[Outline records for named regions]
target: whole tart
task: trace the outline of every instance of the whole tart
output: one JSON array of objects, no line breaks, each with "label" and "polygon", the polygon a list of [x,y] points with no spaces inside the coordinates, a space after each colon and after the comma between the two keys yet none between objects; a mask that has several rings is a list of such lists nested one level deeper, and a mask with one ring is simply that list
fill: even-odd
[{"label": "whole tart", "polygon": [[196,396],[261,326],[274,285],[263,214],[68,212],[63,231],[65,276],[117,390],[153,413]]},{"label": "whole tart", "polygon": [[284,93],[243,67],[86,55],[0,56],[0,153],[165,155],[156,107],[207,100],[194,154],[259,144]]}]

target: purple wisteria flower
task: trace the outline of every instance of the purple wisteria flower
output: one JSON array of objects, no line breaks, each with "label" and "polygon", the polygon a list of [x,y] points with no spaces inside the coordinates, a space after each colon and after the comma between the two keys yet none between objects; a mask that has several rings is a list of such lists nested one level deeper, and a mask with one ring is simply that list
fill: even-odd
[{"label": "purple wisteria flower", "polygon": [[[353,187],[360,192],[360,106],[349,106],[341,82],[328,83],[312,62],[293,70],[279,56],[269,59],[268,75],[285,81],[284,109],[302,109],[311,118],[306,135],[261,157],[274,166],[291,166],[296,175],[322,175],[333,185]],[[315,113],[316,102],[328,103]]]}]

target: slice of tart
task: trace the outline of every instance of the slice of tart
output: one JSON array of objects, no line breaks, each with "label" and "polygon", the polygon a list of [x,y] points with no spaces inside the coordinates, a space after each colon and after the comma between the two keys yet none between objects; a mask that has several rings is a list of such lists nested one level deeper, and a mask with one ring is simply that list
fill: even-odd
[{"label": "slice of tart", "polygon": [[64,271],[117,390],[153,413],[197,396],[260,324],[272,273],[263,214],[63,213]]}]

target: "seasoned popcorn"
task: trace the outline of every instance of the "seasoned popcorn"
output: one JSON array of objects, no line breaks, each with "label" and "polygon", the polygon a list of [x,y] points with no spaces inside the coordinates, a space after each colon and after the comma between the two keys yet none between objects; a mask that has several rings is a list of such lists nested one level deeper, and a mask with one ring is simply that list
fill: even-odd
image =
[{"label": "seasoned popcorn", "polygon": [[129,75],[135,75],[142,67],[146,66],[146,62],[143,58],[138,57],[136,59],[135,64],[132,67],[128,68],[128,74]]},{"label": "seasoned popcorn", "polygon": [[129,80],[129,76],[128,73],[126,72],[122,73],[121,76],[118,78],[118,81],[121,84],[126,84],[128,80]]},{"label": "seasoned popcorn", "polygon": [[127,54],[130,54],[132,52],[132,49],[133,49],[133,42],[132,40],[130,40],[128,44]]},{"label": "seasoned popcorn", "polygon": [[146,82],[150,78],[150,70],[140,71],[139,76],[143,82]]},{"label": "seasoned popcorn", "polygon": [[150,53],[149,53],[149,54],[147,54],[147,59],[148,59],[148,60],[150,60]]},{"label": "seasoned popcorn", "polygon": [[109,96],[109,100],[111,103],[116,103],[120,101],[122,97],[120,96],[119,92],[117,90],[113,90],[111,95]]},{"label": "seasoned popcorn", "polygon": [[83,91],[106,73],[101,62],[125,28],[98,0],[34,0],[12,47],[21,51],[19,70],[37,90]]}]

PROMPT: Give the lines starting at the line that contains "target: purple wisteria flower" and ending at the line that contains "task: trace the outline of every instance of the purple" as a Markdown table with the columns No. and Line, one line per table row, leaving out blank lines.

THE COMPLETED TASK:
| No. | Line |
|---|---|
| 1 | target: purple wisteria flower |
| 2 | task: trace the outline of every instance of the purple wisteria flower |